Source

Note: I stole these from media, and adapted them (and toned down their powers!) for LF.

Nightmare: An amorphous, semitransparent blob of goo that mindlessly seeks out children. If it gets near one, it will attempt to grab it by forming pseudopods and pulling the child in (a test against the child's Feet), and if sucessful the child will end up in a strange, surreal place (a dream, actually) where they are subjected to various scary things, based on the overall fears of the child. Nightmare's purpose in existance is to find a child, scare the bejesus out of it (sending the child's fear as high as it can, usually 7 or :cool:, then spit it back out and return to Closetland full of the good stuff. It can't actually take children back with it.
Its only weakness is its lack of a true mind. If the child it 'swallows' manages to overcome and actually defeat whatever is currently being used to scare it at the moment, Nightmare will violently spit it out and withdraw for the moment. This won't stop it from trying the same trick on that same child later.
To actually destroy a nightmare, more than one child has to go inside it (not hard, since it can't even tell if it's got someone inside or not unless they start hurting it). They will also be knocked out and put in the same dream as the first child. This will severely mess things up inside, as Nightmare cannot sort out so many different fears. If the children defeat the current fear-monger inside Nightmare, which will most likely be a frankensteinish combination of all their fears, then it will shatter and reveal a strange orb, that almost seems to be breathing. If the children attack the orb it shatters like glass, and there is a blinding white light, and they will find themselves sitting wherever Nightmare was at the time that they defeated it. From the outside it looks like a thousand points of light are piercing nightmare from within, and it then explodes.

Requests
1. Based on the Nightmare description, decide whether each statement agrees with the text. Answer yes or no for each, and quote the words that settle it.
(a) Nightmare can carry children back with it to Closetland.
(b) Once a child defeats the current scare and is spat out, Nightmare will not go after that same child again.
(c) When the children attack the orb, it shatters like glass.
2. Copy the Nightmare description word for word, between "Its only weakness" and "same child later.", inclusive.
3. According to the Nightmare description, what actions must the children take to destroy a Nightmare? List them in order.

Records
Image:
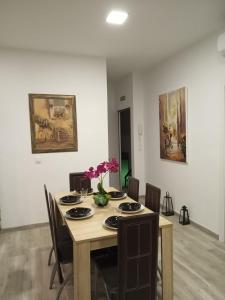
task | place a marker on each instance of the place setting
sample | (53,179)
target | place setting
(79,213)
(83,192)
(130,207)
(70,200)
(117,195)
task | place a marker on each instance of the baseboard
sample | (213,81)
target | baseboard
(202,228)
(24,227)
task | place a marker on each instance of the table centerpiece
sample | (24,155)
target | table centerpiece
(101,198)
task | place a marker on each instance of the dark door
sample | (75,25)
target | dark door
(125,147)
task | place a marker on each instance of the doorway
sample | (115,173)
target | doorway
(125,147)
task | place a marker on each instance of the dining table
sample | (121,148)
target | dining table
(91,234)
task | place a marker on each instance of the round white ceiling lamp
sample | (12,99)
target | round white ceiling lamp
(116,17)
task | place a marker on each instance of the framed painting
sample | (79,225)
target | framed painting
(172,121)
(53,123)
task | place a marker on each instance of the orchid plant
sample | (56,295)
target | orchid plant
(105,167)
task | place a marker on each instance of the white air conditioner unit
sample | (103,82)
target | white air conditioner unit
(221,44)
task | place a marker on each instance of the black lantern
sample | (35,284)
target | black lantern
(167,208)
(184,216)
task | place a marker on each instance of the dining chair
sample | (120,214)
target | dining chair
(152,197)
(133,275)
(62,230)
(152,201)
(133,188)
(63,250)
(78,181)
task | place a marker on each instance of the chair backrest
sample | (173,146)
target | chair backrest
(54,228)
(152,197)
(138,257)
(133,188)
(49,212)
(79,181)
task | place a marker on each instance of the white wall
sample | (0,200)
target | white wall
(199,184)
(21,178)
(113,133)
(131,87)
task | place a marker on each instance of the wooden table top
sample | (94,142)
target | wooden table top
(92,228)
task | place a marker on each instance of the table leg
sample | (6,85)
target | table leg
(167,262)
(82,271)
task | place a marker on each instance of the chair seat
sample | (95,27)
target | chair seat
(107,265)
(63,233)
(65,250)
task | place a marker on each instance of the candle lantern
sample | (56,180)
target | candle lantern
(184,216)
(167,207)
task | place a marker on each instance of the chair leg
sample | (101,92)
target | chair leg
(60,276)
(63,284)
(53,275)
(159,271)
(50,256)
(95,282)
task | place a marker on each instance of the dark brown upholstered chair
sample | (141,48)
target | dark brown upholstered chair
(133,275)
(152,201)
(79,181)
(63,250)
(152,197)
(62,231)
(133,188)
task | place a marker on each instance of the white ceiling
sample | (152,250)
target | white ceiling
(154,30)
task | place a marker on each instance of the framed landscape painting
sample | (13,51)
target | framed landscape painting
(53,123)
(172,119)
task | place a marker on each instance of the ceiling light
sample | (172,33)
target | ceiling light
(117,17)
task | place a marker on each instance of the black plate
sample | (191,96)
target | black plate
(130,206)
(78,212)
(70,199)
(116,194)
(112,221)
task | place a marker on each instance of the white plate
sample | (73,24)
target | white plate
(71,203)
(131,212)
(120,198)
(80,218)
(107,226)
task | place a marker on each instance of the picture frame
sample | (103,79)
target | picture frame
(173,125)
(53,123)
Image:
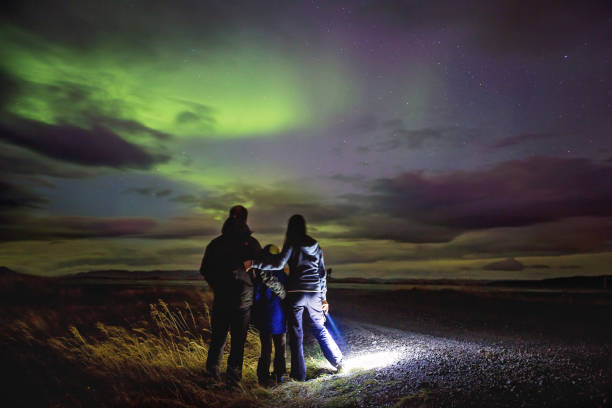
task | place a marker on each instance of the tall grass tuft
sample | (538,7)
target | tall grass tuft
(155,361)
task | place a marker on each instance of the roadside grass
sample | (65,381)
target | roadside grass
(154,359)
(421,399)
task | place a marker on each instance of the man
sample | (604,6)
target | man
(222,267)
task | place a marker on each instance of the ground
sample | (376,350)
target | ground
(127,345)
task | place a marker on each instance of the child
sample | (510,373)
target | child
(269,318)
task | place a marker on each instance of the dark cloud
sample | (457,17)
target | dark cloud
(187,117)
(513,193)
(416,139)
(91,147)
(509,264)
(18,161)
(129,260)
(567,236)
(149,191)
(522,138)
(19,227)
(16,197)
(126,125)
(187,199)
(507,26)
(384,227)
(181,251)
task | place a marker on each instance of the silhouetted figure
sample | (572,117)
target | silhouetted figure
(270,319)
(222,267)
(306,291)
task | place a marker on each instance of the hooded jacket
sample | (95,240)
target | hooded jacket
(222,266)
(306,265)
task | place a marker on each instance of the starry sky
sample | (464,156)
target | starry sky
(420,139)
==
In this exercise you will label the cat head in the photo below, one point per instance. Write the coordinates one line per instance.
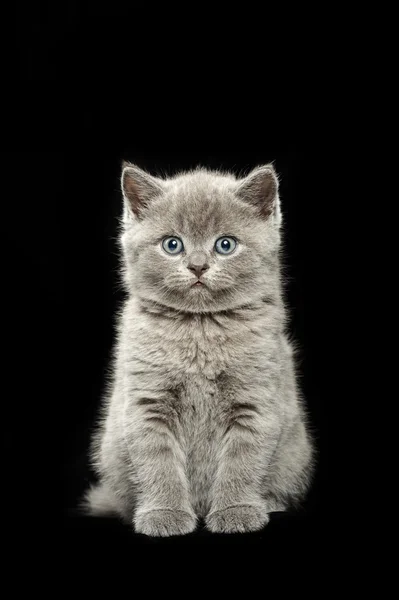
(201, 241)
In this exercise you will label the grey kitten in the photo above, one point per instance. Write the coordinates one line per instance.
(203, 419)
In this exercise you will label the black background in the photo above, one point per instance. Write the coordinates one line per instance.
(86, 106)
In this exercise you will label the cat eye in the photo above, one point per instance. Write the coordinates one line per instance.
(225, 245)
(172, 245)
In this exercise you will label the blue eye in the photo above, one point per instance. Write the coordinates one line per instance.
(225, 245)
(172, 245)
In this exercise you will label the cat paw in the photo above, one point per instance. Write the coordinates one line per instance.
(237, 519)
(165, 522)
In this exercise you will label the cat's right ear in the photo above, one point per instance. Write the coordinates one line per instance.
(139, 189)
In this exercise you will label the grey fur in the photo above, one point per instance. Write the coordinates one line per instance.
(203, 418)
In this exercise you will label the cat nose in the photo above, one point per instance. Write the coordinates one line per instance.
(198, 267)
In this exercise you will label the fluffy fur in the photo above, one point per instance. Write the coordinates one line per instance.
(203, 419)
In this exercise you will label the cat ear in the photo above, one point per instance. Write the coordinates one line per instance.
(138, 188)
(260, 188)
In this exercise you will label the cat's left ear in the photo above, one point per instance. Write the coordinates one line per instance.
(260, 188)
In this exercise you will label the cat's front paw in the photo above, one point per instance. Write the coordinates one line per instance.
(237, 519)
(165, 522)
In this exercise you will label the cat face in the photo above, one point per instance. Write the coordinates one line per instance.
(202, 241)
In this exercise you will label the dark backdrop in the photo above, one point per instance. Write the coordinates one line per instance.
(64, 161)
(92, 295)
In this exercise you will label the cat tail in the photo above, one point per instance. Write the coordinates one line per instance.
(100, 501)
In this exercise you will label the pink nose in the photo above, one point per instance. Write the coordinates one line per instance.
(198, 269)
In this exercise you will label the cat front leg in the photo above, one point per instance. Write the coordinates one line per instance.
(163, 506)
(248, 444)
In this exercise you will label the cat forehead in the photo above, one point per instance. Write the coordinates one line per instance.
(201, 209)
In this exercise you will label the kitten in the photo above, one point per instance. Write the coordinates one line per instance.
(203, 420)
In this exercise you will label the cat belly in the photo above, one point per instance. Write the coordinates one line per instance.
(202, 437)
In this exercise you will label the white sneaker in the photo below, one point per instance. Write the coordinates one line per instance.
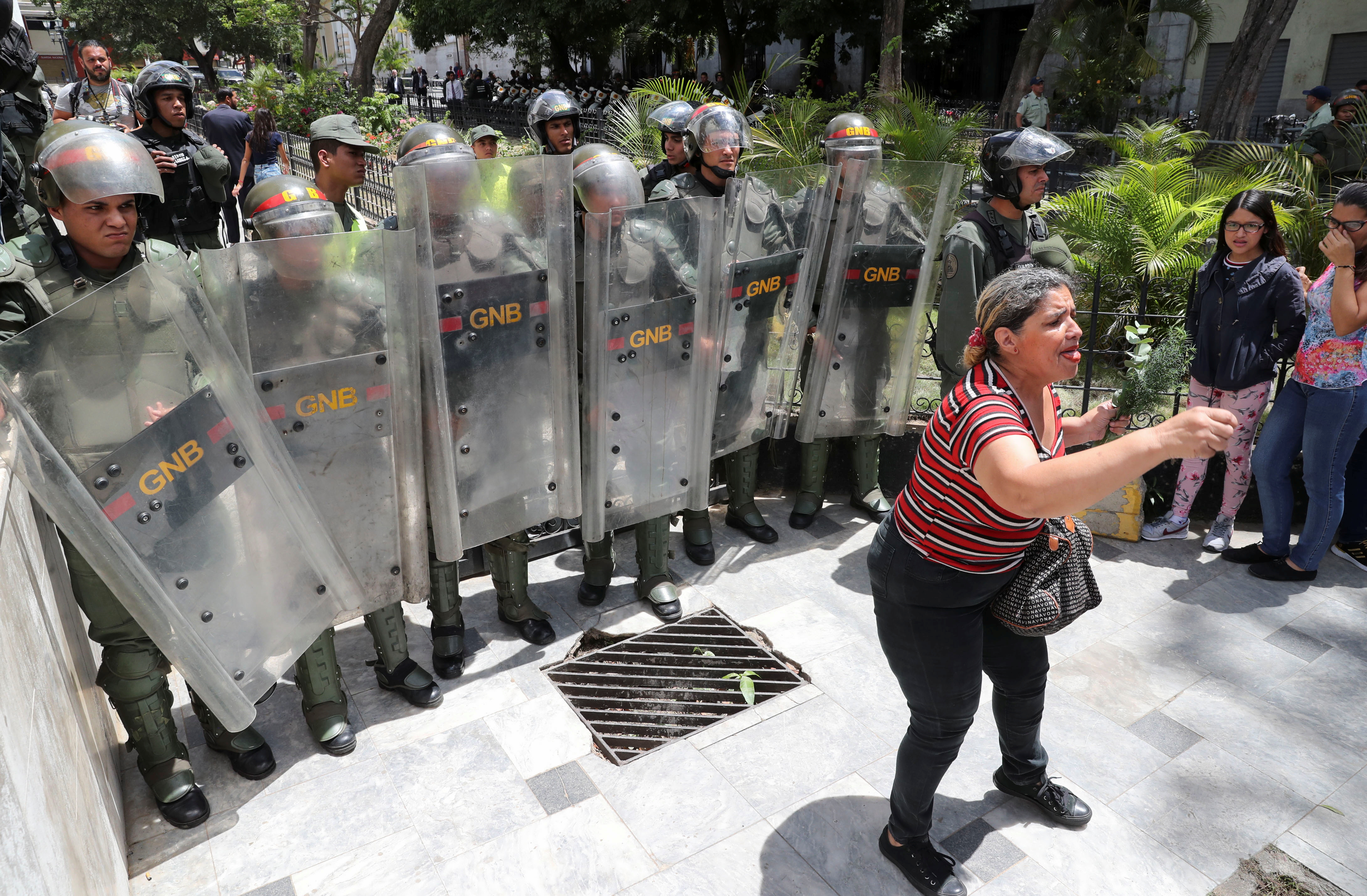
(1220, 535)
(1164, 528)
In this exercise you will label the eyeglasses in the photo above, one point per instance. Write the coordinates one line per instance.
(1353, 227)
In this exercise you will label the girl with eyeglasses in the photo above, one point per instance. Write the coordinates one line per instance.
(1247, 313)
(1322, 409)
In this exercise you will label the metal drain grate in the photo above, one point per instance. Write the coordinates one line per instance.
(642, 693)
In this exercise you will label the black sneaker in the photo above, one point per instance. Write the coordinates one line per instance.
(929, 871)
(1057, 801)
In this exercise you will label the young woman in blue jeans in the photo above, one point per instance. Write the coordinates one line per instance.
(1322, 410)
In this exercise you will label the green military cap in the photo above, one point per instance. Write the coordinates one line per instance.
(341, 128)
* * *
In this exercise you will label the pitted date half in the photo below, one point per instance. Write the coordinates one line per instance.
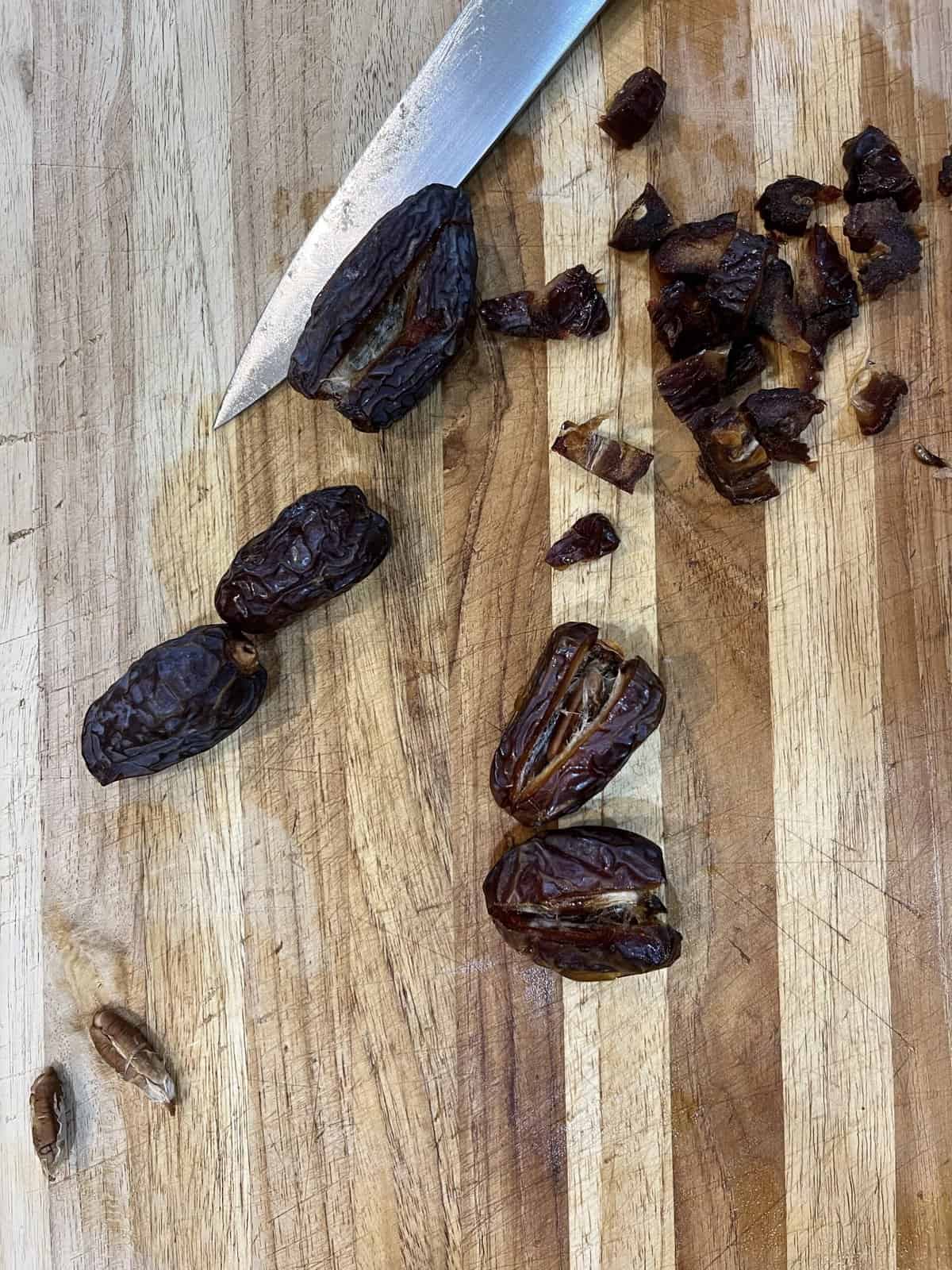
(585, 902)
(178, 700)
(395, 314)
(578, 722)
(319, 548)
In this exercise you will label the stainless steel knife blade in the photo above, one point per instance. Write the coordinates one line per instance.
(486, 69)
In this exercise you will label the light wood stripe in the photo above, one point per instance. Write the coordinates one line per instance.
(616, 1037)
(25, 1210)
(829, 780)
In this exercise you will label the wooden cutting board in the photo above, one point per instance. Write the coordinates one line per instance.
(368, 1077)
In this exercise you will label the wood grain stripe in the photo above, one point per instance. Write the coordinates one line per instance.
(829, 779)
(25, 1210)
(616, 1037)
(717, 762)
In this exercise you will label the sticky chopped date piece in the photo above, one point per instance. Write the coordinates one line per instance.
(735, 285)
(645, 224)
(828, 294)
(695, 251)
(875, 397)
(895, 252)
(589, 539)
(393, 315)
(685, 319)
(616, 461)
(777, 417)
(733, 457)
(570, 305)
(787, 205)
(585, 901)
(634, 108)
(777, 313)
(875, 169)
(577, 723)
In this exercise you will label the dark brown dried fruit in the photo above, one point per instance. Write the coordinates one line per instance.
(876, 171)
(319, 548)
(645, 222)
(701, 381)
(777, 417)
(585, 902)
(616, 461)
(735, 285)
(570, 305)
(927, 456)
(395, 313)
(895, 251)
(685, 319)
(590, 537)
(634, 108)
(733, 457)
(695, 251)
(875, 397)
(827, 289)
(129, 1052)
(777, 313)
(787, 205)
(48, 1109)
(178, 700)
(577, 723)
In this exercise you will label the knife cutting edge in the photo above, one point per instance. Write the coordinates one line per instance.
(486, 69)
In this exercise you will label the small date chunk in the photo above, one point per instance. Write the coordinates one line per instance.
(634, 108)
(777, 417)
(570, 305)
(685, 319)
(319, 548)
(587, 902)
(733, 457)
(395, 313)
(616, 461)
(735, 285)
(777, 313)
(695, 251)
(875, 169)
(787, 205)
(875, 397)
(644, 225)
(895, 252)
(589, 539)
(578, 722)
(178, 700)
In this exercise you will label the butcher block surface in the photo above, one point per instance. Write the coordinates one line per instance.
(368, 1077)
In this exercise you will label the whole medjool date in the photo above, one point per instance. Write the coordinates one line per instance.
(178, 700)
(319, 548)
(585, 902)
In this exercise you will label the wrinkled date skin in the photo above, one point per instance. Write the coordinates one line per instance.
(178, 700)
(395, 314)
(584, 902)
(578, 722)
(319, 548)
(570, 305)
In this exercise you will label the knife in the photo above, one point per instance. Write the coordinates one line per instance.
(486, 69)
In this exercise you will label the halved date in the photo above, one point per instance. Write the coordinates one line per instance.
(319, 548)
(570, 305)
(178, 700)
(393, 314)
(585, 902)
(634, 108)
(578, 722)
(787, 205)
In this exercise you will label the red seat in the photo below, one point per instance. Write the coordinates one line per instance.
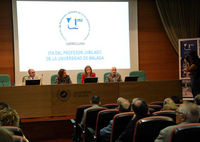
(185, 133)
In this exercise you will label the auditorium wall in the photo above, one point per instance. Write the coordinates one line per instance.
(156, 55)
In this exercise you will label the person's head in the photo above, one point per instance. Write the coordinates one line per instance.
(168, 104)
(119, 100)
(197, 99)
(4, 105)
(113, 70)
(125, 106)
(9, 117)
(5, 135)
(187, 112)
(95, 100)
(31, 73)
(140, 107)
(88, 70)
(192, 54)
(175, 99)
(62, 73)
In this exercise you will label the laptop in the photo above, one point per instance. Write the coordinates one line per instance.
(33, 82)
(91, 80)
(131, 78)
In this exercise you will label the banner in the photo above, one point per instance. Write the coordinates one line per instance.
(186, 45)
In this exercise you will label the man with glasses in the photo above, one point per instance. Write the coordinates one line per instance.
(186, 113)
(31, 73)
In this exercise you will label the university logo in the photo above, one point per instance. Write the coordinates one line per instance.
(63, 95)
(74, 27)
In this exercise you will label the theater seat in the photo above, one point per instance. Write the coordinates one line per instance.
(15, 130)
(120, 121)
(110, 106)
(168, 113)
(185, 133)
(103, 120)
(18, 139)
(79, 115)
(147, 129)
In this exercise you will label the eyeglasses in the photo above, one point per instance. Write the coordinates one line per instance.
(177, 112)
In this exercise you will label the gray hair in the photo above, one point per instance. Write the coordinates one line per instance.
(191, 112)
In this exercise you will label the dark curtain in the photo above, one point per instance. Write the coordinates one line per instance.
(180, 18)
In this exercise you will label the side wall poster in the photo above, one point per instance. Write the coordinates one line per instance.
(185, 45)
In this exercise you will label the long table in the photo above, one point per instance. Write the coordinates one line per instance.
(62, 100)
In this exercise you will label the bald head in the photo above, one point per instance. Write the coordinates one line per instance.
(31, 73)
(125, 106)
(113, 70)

Task results
1.
(a) No: "It can't actually take children back with it."
(b) No: "This won't stop it from trying the same trick on that same child later."
(c) Yes: "If the children attack the orb it shatters like glass"

2.
Its only weakness is its lack of a true mind. If the child it 'swallows' manages to overcome and actually defeat whatever is currently being used to scare it at the moment, Nightmare will violently spit it out and withdraw for the moment. This won't stop it from trying the same trick on that same child later.

3.
1. More than one child goes inside the Nightmare.
2. The children defeat the current fear-monger inside it.
3. The children attack the orb that is revealed.